▶ SET PROBLEM: Pick up the commentary on the USCIRF 2026 report on India below from the point where it stops, and keep writing in the same style.

▶ TEXT SEGMENT:

§

USCIRF 2026 Report on India: Religious Freedom, Sovereignty, and the Politics of Secularism

The United States Commission on International Religious Freedom (USCIRF) 2026 Annual Report has once again placed India under the “Country of Particular Concern” category for religious freedom, marking the seventh consecutive year it recommends Washington to designate New Delhi as a CPC for “systematic, ongoing, and egregious” violations of religious freedom. For students of Indian Politics and Public Policy, the report is not merely a foreign‑governmental comment; it is a political document that reflects a specific ideological and geopolitical framing of India’s polity and secularism. lets engage with the substantive claims of USCIRF, the Indian state’s rebuttal, and the constitutional and institutional reality of religious freedom in India, without slipping into either apologetics or uncritical endorsement of the report.

 

WHAT THE USCIRF 2026 REPORT SAYS ON INDIA

For the 2025 calendar year, USCIRF portrays India’s religious‑freedom situation as deteriorating, and recommends:

·        Designation of India as a “Country of Particular Concern” under the International Religious Freedom Act (IRFA‑1998).

·        Targeted sanctions (asset freezes and entry bans) against individuals and entities, including the Rashtriya Swayamsevak Sangh (RSS) and Research and Analysis Wing (R&AW), for alleged tolerance of severe violations.

·        Linking U.S. security assistance and bilateral trade with India to concrete improvements in religious‑freedom indicators.

·        Passage of a Transnational Repression Reporting Act to monitor Indian government actions against religious minorities abroad.

Core allegations in the India chapter (2026) include:

·        New or tightened laws allegedly targeting minorities, such as:

o   Citizenship‑related laws and procedures (CAA‑plus‑NRC‑like mechanisms).

o   Anti‑conversion laws in over a dozen states, with harsher penalties and expanded definitions of “inducement”.

o   Cow‑slaughter legislation and related enforcement, often invoked in majoritarian assaults.

·        State toleration and even facilitation of:

o   Vigilante attacks by Hindu‑nationalist groups on Muslims and Christians.

o   Harassment and detention of religious minorities, including Rohingya refugees and Bengali‑speaking Muslims from Assam.

§

Location annotation dataset excerpts
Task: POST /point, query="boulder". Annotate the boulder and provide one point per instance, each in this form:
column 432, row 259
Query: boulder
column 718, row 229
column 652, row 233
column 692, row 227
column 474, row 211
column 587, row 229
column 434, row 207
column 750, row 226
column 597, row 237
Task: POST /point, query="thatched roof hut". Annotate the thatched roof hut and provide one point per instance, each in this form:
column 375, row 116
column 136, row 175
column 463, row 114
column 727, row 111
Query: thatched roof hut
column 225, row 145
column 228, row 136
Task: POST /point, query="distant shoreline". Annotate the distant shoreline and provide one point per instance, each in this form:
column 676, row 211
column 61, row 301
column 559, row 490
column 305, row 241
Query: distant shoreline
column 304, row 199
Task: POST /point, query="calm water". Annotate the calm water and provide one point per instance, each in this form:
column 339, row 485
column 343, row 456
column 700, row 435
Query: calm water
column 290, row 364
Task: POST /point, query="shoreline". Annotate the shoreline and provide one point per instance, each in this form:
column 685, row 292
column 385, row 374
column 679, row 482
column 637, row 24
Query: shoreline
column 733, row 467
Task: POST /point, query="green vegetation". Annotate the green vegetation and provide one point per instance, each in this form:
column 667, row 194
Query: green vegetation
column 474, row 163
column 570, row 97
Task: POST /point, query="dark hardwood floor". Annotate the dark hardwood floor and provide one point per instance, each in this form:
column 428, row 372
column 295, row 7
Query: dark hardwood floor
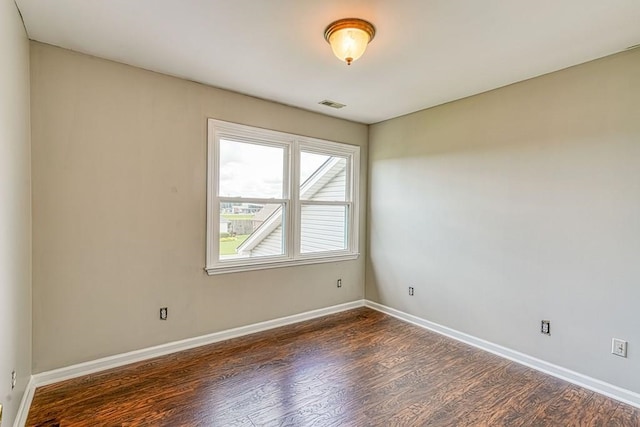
column 356, row 368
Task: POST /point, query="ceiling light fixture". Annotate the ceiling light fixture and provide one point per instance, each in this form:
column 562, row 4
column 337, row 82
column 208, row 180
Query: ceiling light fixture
column 349, row 38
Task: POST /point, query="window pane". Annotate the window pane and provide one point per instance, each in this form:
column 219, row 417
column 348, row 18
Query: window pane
column 322, row 177
column 249, row 230
column 250, row 170
column 323, row 228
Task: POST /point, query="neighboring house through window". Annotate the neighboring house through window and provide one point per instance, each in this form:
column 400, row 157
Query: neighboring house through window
column 292, row 198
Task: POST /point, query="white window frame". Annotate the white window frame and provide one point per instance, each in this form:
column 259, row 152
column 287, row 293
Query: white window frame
column 293, row 145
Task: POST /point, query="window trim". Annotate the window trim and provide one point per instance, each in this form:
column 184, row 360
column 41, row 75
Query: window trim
column 292, row 205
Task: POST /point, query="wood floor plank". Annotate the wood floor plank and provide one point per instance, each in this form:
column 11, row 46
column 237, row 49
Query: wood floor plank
column 356, row 368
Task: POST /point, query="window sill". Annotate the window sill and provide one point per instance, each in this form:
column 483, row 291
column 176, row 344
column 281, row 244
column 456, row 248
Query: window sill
column 224, row 269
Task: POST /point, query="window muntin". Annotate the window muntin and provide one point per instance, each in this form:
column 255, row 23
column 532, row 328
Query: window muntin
column 257, row 217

§

▶ SOLVED PROBLEM:
·        Co‑option or control of religious institutions, such as:

o   Efforts to bring madrasas and minority‑education bodies under stricter state control (e.g., Uttarakhand’s education‑board reforms).

o   Amendments to Waqf property management, allowing non‑Muslims into governing boards.

·        Land and property disputes where majority‑community groups claim religious sites (e.g., disputes around Sufi shrines, mosques, or tombs) and tensions over heritage sites such as the Aurangzeb tomb.

In sum, USCIRF presents India as a majoritarian‑democratic state that is drifting away from liberal secularism, with the executive and legislature at national and state levels either directly enacting discriminatory laws or turning a blind eye to vigilante majoritarianism.

 

 

INDIAN STATE’S RESPONSE: SOVEREIGNTY, BIAS, AND DIPLOMACY

The Ministry of External Affairs (MEA) and the BJP‑led Union Government have consistently rejected USCIRF reports as “motivated,” “biased,” and “politically coloured”, with the 2026 version being no exception.

Key government counter‑arguments:

·        Interpretation of secularism:

o   The Indian state insists that India follows “positive secularism”—state support for all religions, neutrality among them, and protection of minority rights—distinct from Western secularism that often stresses separation of religion and state.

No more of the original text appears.